» **Records for this exercise**
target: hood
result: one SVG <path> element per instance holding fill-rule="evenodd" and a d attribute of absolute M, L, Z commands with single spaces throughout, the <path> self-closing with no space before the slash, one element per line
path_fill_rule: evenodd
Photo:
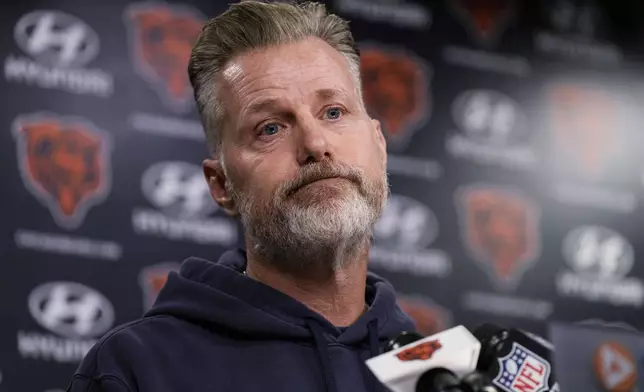
<path fill-rule="evenodd" d="M 242 274 L 246 252 L 225 252 L 218 262 L 190 258 L 172 272 L 146 316 L 172 315 L 251 335 L 254 339 L 311 340 L 315 331 L 345 345 L 381 344 L 413 322 L 396 303 L 393 287 L 373 273 L 367 276 L 369 310 L 346 328 L 337 328 L 301 302 Z M 312 330 L 313 328 L 313 330 Z M 369 336 L 375 334 L 375 336 Z M 373 343 L 373 342 L 371 342 Z"/>
<path fill-rule="evenodd" d="M 374 274 L 367 276 L 368 311 L 351 326 L 337 328 L 301 302 L 242 274 L 245 267 L 243 250 L 226 252 L 217 263 L 190 258 L 179 273 L 169 275 L 146 316 L 172 315 L 255 340 L 311 342 L 328 392 L 338 391 L 339 376 L 333 370 L 330 343 L 340 343 L 347 350 L 368 347 L 374 357 L 383 343 L 414 329 L 396 304 L 393 287 Z M 366 365 L 363 377 L 369 391 L 381 390 Z"/>

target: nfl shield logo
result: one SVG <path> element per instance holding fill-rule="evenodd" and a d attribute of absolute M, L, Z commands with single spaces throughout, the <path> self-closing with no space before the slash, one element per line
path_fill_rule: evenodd
<path fill-rule="evenodd" d="M 547 392 L 550 364 L 518 343 L 499 358 L 499 373 L 492 382 L 506 392 Z"/>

» **Instructions for the task**
When you restate the listing above, give each line word for word but leave out every image.

» **Exercise answer**
target: hood
result: one SVG <path> element per instance holding fill-rule="evenodd" and a d attribute of absolute M, L, Z commands with single spaces throughout, the <path> self-closing with no space before the slash, one element per line
path_fill_rule: evenodd
Photo:
<path fill-rule="evenodd" d="M 242 274 L 246 252 L 225 252 L 218 262 L 190 258 L 172 272 L 146 316 L 172 315 L 251 335 L 254 339 L 311 340 L 315 331 L 345 345 L 381 344 L 413 322 L 396 303 L 393 287 L 373 273 L 367 276 L 369 310 L 346 328 L 337 328 L 301 302 Z M 312 330 L 313 328 L 313 330 Z M 369 336 L 375 334 L 375 336 Z M 373 343 L 373 342 L 371 342 Z"/>
<path fill-rule="evenodd" d="M 374 274 L 367 276 L 368 311 L 351 326 L 337 328 L 301 302 L 242 274 L 245 267 L 243 250 L 226 252 L 217 263 L 190 258 L 179 273 L 169 275 L 146 316 L 172 315 L 255 340 L 311 342 L 328 392 L 338 391 L 339 376 L 333 370 L 330 343 L 340 343 L 347 350 L 368 347 L 374 357 L 383 343 L 414 329 L 396 304 L 393 287 Z M 366 365 L 363 377 L 369 391 L 381 390 Z"/>

target: nfl shield logo
result: one SVG <path> element per instance holding fill-rule="evenodd" and a d attribute of absolute M, L, Z commands with single spaces throughout, the <path> self-closing with no space before the slash, one element per line
path_fill_rule: evenodd
<path fill-rule="evenodd" d="M 547 392 L 550 364 L 518 343 L 499 358 L 499 373 L 492 382 L 506 392 Z"/>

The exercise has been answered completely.